▶ **Problem details**:
Return, from the lines below, each one that includes the word "rough".
- - - -
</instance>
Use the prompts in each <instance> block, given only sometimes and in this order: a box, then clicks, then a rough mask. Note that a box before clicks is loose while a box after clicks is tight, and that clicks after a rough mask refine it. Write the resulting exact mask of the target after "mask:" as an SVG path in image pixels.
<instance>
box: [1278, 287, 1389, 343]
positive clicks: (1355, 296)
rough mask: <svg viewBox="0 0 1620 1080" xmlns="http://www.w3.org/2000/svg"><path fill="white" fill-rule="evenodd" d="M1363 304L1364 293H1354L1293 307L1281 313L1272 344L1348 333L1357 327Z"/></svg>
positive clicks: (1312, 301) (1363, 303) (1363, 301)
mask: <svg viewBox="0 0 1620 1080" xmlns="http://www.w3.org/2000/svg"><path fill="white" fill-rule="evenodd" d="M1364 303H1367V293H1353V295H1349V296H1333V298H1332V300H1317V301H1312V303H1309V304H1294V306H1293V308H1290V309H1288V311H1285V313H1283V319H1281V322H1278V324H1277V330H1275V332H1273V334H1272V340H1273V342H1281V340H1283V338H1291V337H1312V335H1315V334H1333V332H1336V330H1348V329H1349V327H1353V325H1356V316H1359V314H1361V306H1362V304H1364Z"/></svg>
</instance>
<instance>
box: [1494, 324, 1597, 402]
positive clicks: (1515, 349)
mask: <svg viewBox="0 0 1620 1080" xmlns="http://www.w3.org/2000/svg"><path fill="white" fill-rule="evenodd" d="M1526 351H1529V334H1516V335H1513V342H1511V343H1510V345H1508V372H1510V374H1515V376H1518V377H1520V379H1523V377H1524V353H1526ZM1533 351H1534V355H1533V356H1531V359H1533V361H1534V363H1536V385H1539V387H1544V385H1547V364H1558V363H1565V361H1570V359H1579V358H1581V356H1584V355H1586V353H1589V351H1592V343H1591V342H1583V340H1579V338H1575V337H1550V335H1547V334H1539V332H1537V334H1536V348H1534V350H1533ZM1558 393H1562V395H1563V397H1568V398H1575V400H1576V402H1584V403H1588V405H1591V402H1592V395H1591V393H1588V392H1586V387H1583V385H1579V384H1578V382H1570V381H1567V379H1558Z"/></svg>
- - - -
▶ **Solved problem**:
Use the prompts in each <instance> block, given only sometimes and in this order: a box, then clicks, then a rough mask. Note that a box before clicks is loose while a box after clicks is tight, and that clicks after a rough mask refine it. Write the resulting exact mask of the target after "mask:" as an SVG path in image pixels.
rough mask: <svg viewBox="0 0 1620 1080" xmlns="http://www.w3.org/2000/svg"><path fill="white" fill-rule="evenodd" d="M1363 304L1364 293H1354L1293 307L1281 313L1272 344L1348 333L1357 327Z"/></svg>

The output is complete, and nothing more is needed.